Top of DATA RECORDS
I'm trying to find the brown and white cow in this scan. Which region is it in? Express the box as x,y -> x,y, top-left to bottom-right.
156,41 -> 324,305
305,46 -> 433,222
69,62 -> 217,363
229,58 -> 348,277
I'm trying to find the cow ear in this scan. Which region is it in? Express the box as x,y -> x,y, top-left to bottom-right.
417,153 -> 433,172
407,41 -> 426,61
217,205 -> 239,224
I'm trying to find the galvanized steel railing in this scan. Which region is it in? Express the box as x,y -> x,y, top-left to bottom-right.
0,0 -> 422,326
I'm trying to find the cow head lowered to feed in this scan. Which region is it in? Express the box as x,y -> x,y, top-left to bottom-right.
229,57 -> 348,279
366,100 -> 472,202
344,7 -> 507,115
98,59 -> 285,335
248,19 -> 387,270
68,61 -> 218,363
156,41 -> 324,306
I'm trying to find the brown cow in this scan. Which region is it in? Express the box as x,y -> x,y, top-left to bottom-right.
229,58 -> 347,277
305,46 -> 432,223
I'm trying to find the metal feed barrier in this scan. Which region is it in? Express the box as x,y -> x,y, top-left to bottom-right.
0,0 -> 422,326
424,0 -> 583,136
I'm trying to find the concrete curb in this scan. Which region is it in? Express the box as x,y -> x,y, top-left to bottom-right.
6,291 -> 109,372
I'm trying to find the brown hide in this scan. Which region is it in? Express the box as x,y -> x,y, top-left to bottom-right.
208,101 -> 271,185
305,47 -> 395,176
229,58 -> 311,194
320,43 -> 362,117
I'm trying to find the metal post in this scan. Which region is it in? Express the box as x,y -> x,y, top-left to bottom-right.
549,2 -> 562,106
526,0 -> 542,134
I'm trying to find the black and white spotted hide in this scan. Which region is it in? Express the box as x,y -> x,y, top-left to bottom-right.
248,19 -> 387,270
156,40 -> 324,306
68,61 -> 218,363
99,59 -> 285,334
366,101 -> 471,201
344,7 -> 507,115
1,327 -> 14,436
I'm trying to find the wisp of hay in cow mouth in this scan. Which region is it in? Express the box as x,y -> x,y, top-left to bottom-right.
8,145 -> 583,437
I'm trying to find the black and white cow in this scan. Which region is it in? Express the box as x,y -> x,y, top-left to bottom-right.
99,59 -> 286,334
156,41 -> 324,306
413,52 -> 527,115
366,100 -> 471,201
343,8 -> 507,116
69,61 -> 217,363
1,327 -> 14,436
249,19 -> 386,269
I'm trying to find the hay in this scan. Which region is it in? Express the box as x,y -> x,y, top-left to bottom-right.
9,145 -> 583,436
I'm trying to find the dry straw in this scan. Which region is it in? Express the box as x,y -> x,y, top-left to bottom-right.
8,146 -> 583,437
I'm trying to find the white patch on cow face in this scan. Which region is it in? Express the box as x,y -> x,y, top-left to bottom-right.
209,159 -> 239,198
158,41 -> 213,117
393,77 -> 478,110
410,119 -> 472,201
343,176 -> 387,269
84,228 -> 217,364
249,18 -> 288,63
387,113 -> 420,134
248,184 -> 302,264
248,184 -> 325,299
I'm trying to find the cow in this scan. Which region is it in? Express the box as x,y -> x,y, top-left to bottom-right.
Bottom of DATA RECORDS
### DIRECTIONS FOR THIS TASK
Transcribe the entries exactly, and make each line match the original.

### RESULT OF THIS EXERCISE
I'm trying to find the brown and white cow in this scan. Which region is it in? Express the box as x,y -> x,y, top-left to bottom-right.
156,41 -> 324,305
305,46 -> 433,222
69,62 -> 217,363
229,58 -> 348,277
I'm trying to find the cow ear in this scan. Which region is it in? Express the box as x,y -> x,y, top-left to bottom-right.
417,153 -> 433,172
407,41 -> 426,61
217,205 -> 239,224
I'm trying to find the galvanized steel railing in this scan. Which region is it in? Express the box as x,y -> x,y, top-left to bottom-right.
0,0 -> 422,326
I'm trying to find the cow head lowered to feed in this scan. Which region is it in? Express the box as x,y -> x,y, top-left to bottom-right.
229,57 -> 348,279
366,100 -> 472,202
344,7 -> 507,115
98,59 -> 285,335
248,19 -> 387,270
68,61 -> 218,363
156,41 -> 324,306
I'm trying to find the brown cow in this scan. Which region is it in? Express the box as x,y -> x,y, top-left to bottom-right.
229,58 -> 347,277
305,46 -> 432,223
I'm trying to find the metal feed barrier in this scan. Which region is it in? Express the box as x,y -> x,y, top-left to bottom-right.
0,0 -> 422,326
424,0 -> 583,136
I'm trying to find the concrete curb in this scan. Which region is it in? Express the box as x,y -> x,y, top-left to bottom-right.
6,291 -> 109,372
I'm trying to find the brown hide in this scan. Which region is it in? Express the box as x,y -> x,y, top-left to bottom-right.
208,101 -> 271,185
305,47 -> 395,176
229,58 -> 311,194
320,43 -> 362,117
I'm trying to find the metal post in this scan. Which region is it in? Express the box as x,y -> x,y, top-left to bottom-right.
549,2 -> 562,106
526,0 -> 542,134
I'm trying to find the black and white spotted hide in this scan. Which region is it in? Express the box as x,y -> x,y, top-left to bottom-right.
248,19 -> 387,270
156,40 -> 324,306
68,61 -> 218,363
99,59 -> 285,334
366,101 -> 471,201
344,7 -> 507,115
1,327 -> 14,436
I'm trying to find the wisp of hay in cow mouth in this scan. Which region is it in? Express the box as x,y -> x,y, top-left to bottom-right.
8,145 -> 583,437
I'm trying to find the black and white cow in this scan. Which region is it in? Express the box as x,y -> x,y, top-left to bottom-right.
99,59 -> 286,334
156,41 -> 324,306
413,52 -> 527,115
366,100 -> 471,201
343,8 -> 507,116
69,61 -> 217,363
1,327 -> 14,436
249,19 -> 386,269
I'm trying to find the hay in this scan. Which region is it in? Express the box as x,y -> x,y, top-left to bottom-right.
9,145 -> 583,436
I'm trying to find the dry straw in this scan. Which region is it in? Express the box as x,y -> x,y, top-left to bottom-right.
8,146 -> 583,437
I'm trying to find the white patch on cow face in this scan. Which region is it in? Express the box as x,y -> x,y, top-left to bottom-right.
209,159 -> 239,198
158,41 -> 213,117
393,77 -> 478,110
410,119 -> 472,201
343,176 -> 387,269
84,228 -> 217,364
249,18 -> 288,63
387,113 -> 420,134
248,184 -> 302,264
248,184 -> 325,299
I'm trying to find the cow in this scan. Which region is it in? Express the box as x,y -> x,y, top-left to bottom-right.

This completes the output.